__THE EXERCISE__
Pull out every line in the items below that contains the string "dark", matching case exactly.

__THE RECORDS__

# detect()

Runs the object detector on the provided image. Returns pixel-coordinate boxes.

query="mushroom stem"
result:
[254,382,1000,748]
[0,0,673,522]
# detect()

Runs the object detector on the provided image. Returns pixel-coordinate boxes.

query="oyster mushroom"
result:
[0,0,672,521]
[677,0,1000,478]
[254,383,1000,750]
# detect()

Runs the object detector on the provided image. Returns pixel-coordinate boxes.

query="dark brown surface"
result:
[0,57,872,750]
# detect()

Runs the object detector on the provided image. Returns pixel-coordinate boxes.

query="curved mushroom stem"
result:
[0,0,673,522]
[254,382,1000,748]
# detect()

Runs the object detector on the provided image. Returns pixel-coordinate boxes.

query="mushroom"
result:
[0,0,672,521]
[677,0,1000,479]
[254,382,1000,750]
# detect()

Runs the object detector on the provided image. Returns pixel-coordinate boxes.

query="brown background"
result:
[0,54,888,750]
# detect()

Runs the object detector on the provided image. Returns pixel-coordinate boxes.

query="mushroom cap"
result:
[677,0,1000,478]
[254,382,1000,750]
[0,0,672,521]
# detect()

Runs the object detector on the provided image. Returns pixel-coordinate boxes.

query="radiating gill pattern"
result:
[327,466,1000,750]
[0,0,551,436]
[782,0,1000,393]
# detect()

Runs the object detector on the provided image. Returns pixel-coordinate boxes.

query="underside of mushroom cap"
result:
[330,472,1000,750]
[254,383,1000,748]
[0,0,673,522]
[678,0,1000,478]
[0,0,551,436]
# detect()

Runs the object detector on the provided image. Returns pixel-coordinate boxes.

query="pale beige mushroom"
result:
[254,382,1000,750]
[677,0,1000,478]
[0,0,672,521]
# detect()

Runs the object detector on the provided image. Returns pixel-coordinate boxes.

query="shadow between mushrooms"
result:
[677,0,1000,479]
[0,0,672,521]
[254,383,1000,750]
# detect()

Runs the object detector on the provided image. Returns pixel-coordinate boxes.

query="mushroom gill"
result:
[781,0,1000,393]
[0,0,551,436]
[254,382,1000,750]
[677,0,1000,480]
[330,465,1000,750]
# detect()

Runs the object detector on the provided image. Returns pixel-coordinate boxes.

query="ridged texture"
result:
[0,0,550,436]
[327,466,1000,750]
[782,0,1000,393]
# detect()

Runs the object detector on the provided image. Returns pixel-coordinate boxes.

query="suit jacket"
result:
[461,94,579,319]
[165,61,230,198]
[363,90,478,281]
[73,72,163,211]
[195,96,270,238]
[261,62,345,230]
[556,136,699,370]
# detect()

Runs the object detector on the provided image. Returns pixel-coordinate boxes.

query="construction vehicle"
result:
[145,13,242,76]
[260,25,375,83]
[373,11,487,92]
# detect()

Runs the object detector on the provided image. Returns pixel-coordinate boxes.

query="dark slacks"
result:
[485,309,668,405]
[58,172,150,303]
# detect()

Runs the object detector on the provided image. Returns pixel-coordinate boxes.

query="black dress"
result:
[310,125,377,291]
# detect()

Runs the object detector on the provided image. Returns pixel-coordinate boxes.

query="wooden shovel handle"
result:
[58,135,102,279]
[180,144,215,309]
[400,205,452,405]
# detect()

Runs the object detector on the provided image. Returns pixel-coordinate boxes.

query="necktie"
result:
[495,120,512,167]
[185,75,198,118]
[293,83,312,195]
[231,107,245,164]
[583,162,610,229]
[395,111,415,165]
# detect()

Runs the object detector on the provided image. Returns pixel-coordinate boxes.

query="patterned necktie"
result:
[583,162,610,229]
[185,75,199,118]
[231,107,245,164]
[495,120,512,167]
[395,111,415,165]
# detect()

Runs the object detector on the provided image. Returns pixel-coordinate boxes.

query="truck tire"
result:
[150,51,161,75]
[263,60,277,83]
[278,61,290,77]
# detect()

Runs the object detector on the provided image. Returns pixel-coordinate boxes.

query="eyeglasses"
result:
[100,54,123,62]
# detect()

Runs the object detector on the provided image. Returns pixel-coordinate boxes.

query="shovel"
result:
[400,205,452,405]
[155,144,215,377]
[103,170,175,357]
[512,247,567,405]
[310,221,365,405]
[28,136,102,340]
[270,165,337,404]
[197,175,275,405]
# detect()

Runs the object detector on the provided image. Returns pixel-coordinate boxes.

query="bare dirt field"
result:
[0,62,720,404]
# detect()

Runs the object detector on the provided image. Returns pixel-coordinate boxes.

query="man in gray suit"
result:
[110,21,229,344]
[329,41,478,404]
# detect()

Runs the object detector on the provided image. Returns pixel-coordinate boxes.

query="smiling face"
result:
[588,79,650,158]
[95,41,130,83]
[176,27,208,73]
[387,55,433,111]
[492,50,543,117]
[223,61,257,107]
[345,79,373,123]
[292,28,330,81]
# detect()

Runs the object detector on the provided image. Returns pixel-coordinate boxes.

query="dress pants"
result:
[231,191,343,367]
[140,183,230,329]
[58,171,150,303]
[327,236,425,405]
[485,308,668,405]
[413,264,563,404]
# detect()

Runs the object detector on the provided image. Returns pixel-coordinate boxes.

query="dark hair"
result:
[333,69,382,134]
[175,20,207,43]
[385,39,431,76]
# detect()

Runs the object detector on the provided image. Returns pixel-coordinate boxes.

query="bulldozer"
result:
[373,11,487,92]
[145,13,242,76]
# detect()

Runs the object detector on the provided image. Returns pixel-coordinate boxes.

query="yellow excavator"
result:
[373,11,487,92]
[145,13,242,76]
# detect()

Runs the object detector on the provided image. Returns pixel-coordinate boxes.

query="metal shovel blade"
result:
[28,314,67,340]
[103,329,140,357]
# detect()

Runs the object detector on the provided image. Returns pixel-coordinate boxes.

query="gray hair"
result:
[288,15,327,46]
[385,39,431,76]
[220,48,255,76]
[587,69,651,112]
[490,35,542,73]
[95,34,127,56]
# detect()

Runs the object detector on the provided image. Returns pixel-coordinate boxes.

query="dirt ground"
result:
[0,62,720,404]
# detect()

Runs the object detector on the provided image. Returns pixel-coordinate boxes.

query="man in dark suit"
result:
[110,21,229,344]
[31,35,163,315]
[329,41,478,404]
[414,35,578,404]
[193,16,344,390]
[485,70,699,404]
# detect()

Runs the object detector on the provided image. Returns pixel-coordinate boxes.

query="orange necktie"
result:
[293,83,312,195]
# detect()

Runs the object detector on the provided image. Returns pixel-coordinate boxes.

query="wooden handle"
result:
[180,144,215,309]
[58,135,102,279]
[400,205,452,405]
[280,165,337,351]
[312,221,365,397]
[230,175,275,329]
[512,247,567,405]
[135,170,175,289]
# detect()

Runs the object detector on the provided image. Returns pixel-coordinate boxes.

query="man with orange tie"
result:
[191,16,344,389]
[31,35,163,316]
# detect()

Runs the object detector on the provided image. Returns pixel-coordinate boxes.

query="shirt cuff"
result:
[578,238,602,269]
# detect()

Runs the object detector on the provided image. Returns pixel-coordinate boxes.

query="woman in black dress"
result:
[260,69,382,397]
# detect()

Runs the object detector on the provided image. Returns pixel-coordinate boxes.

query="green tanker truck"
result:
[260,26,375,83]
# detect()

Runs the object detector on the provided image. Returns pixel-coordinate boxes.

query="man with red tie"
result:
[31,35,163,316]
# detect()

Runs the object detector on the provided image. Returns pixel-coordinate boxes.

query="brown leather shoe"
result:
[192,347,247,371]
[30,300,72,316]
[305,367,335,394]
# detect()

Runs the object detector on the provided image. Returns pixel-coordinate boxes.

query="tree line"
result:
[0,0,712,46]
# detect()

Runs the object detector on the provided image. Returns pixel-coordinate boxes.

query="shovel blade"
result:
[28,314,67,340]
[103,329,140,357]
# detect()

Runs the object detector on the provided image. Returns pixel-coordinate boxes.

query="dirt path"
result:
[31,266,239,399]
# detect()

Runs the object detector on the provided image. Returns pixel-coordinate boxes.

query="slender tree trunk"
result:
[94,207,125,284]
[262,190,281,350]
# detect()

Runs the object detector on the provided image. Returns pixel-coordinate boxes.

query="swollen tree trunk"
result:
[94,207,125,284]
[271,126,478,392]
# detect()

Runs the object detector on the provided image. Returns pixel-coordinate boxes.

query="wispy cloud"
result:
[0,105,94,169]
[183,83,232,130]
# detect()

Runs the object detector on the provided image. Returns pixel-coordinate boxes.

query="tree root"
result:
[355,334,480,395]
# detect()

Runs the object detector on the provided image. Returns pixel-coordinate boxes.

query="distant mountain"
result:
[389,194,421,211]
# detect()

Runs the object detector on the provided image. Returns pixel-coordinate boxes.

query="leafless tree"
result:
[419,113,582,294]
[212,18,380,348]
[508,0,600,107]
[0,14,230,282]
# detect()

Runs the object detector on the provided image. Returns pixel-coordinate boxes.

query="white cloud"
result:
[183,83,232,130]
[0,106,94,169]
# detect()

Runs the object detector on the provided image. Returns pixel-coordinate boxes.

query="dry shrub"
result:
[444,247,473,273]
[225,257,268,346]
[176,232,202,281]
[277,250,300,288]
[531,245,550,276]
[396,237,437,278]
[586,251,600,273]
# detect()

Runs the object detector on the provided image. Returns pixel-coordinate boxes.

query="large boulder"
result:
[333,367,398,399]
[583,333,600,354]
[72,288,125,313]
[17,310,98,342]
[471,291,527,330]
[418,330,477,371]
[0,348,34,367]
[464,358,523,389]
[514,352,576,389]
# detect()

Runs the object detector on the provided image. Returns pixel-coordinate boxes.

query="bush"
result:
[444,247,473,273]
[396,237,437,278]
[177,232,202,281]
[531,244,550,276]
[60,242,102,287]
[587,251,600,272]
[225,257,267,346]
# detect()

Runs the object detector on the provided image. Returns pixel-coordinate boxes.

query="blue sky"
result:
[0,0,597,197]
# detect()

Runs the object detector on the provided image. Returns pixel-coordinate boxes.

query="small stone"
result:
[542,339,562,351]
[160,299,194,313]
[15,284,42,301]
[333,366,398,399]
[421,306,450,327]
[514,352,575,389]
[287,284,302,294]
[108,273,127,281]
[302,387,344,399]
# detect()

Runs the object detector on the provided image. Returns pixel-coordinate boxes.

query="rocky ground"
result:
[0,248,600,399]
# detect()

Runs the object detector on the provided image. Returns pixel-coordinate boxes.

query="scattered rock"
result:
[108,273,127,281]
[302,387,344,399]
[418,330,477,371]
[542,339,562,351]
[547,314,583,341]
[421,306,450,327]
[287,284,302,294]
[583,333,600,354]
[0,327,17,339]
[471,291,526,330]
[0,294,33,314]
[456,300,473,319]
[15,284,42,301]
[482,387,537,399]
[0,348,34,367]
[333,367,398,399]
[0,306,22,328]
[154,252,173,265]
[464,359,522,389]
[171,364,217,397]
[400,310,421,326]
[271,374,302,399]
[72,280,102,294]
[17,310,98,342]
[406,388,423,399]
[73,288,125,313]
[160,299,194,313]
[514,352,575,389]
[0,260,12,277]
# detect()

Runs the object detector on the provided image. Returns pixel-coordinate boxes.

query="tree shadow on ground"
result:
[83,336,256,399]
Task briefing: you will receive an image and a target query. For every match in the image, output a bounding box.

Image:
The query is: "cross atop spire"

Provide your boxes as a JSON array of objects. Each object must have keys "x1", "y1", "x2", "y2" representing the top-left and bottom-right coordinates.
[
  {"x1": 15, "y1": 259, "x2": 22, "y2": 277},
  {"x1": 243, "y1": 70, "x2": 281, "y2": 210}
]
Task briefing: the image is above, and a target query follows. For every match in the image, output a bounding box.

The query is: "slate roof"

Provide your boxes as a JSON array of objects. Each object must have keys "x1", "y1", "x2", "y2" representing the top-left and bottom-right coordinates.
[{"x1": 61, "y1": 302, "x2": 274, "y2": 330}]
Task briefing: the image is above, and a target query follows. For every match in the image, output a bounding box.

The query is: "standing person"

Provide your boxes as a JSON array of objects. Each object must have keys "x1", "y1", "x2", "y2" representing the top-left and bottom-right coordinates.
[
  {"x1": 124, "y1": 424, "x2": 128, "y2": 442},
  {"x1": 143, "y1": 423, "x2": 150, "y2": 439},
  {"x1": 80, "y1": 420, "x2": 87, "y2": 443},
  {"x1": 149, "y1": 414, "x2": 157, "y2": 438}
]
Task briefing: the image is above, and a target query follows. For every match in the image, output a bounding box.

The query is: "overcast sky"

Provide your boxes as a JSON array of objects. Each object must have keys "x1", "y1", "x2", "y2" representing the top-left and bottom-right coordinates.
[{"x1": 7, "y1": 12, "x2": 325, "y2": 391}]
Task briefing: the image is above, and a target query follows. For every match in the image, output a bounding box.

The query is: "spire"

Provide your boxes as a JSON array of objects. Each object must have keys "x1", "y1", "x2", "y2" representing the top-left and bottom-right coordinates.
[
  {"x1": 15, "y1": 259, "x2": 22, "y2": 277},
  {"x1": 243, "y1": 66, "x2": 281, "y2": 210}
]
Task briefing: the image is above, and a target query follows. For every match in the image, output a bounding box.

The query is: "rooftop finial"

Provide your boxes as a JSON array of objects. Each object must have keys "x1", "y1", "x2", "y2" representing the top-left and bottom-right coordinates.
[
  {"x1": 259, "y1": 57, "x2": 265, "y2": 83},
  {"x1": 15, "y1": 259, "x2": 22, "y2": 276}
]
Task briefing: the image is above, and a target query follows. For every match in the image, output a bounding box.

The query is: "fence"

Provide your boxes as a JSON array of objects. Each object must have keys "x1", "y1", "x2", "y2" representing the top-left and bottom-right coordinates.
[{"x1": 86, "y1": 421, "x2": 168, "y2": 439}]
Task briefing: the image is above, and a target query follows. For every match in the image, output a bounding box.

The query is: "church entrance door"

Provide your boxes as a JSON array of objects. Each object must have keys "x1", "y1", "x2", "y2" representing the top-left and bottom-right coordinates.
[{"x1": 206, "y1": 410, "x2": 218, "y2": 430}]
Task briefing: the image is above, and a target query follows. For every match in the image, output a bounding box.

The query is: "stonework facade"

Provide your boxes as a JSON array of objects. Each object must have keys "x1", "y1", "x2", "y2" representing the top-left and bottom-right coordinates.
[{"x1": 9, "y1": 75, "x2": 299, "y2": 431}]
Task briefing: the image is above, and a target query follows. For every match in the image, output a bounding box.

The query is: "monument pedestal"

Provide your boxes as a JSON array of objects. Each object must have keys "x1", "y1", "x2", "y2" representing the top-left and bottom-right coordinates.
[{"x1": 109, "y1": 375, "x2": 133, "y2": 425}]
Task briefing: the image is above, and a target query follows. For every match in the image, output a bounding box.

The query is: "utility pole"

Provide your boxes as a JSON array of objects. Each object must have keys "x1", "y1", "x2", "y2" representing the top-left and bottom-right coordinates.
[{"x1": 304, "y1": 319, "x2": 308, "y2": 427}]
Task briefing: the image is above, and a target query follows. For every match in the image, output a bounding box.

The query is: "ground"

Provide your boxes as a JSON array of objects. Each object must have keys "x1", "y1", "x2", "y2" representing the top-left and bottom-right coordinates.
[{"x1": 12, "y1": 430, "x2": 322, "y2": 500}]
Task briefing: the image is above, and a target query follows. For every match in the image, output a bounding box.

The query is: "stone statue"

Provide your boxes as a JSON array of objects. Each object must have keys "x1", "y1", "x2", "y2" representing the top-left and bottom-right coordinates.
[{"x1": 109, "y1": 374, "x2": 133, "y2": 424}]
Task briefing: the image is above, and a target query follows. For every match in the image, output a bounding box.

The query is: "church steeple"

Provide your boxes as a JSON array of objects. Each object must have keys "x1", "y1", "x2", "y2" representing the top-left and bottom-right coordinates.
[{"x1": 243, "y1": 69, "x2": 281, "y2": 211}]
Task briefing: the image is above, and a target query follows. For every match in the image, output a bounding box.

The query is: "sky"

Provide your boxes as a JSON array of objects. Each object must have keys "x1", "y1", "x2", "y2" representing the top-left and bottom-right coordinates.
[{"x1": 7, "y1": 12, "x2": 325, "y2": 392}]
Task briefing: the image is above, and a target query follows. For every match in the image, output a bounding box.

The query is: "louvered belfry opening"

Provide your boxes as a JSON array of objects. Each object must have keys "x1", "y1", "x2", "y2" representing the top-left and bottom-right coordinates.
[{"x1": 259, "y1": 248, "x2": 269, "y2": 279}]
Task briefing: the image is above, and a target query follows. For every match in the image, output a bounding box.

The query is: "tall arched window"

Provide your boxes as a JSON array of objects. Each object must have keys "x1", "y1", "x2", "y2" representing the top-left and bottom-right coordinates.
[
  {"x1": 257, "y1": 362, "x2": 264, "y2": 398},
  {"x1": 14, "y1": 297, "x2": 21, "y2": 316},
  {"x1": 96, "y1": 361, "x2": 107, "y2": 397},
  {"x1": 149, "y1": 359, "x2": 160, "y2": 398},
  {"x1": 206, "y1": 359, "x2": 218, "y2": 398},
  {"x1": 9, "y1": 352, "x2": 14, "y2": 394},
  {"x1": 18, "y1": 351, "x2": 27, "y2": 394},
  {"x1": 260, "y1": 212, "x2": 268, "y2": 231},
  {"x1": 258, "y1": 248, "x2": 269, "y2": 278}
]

__OUTPUT BELOW__
query="dark brown surface"
query="dark slacks"
query="dark hair"
query="man in dark suit"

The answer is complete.